- TASK REQUIREMENTS: All of the data below should be written out exactly.

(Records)
________
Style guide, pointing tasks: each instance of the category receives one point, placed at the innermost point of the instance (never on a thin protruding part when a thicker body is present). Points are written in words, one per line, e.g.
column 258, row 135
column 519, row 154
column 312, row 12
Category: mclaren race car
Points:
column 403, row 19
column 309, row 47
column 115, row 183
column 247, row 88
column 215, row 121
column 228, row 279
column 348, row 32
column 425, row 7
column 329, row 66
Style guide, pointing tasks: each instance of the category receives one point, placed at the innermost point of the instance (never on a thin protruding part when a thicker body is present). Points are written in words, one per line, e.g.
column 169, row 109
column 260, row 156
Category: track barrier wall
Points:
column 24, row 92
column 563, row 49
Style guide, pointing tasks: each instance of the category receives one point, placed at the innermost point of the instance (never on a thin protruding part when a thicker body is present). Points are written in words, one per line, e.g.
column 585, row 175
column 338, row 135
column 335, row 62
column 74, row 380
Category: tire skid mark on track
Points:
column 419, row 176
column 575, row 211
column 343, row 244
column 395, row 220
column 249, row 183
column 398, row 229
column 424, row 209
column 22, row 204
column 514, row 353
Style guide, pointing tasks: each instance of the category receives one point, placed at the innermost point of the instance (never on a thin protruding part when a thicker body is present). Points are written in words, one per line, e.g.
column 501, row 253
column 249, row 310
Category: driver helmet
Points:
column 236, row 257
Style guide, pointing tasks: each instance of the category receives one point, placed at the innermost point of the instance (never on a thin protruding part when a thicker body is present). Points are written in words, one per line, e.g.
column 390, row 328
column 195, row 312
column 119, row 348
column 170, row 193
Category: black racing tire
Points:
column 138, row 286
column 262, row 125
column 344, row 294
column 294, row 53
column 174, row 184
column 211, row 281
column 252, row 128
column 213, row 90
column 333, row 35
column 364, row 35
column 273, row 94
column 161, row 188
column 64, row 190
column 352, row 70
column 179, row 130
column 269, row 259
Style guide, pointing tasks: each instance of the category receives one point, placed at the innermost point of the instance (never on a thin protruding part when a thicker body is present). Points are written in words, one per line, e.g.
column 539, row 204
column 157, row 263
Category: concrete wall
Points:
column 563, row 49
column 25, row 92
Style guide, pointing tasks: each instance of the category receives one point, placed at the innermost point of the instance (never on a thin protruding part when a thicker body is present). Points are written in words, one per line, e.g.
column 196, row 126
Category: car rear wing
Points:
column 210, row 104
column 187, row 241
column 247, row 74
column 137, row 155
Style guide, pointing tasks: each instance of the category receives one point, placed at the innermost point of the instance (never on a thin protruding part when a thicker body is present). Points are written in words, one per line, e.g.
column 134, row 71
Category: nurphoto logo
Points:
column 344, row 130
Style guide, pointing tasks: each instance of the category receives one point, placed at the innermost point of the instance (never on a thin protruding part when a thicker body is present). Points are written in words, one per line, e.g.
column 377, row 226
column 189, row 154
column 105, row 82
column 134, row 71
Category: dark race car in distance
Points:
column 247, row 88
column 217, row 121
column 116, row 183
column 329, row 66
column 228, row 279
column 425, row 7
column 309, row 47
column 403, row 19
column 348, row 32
________
- THE SOLUTION:
Style guide, pointing tasks: each instance of the category receives one point, placed at the innermost point of the instance (never on a thin protruding part when a thicker body is present). Points are written in words, one per line, e.g.
column 258, row 135
column 519, row 154
column 312, row 12
Category: mclaren race car
Points:
column 403, row 19
column 309, row 47
column 115, row 183
column 247, row 88
column 215, row 121
column 228, row 279
column 348, row 32
column 425, row 7
column 329, row 66
Style guide, pointing tasks: each instance of the category receives one point, placed at the innermost point of the instance (never on a thin protruding part when a thicker body is present). Points are written in words, one per line, e.g.
column 169, row 109
column 260, row 156
Category: track barrier wall
Points:
column 24, row 92
column 563, row 49
Style guide, pointing tasks: each instance of the category receives one point, placed at the innermost point of the instance (never on a thin protruding part when a thicker body is present). Points are written in words, one per line, e.g.
column 585, row 175
column 338, row 135
column 335, row 62
column 74, row 380
Category: tire skid mark on track
Points:
column 419, row 176
column 575, row 211
column 343, row 244
column 395, row 220
column 249, row 183
column 398, row 229
column 424, row 209
column 22, row 204
column 514, row 353
Style guide, pointing tasks: each instance of the category receives one point, placed at the innermost point of the instance (never on a thin protruding part when a thicker body is present). Points are written in words, one per line, e.g.
column 501, row 253
column 249, row 310
Category: driver helmet
Points:
column 236, row 257
Style guide, pointing tasks: each instance of the category receives one point, placed at the innermost point of the instance (never on a thin protruding part when a thicker body is present). Points are written in words, one per line, e.g.
column 390, row 328
column 195, row 312
column 119, row 348
column 170, row 193
Category: black racing tire
Points:
column 138, row 286
column 262, row 125
column 344, row 294
column 294, row 53
column 174, row 184
column 211, row 281
column 252, row 128
column 213, row 90
column 333, row 35
column 364, row 35
column 273, row 94
column 161, row 188
column 64, row 190
column 352, row 70
column 179, row 130
column 269, row 259
Style guide, pointing tasks: each instance of the category receives one point, placed at the innermost point of the instance (never on a thin protruding part when a thicker body is present). Points are written in words, one per line, e.g.
column 539, row 204
column 157, row 263
Category: concrete wall
Points:
column 563, row 49
column 25, row 92
Style guide, pointing tasks: each instance of the category receives one point, placed at the innermost point of the instance (never on a thin protruding part when a thicker body is present). Points are written in words, one per line, e.g.
column 196, row 126
Category: car rear wing
Points:
column 210, row 104
column 187, row 241
column 247, row 74
column 137, row 155
Style guide, pointing tasks: each instance of the category receives one point, placed at the innermost point of the instance (never on a thin protruding part when a thicker body is present). Points are written in words, one per line, e.g.
column 134, row 71
Category: nurphoto logo
Points:
column 344, row 130
Style guide, pointing tasks: each instance of the category receives one point, placed at the innermost point of the instance (never on a thin protruding part when a thicker body is present). Points are written in words, one per line, e.g.
column 377, row 226
column 189, row 154
column 105, row 82
column 134, row 71
Category: dark race car in distance
Points:
column 247, row 88
column 217, row 121
column 116, row 183
column 329, row 66
column 228, row 279
column 425, row 7
column 309, row 47
column 403, row 19
column 348, row 32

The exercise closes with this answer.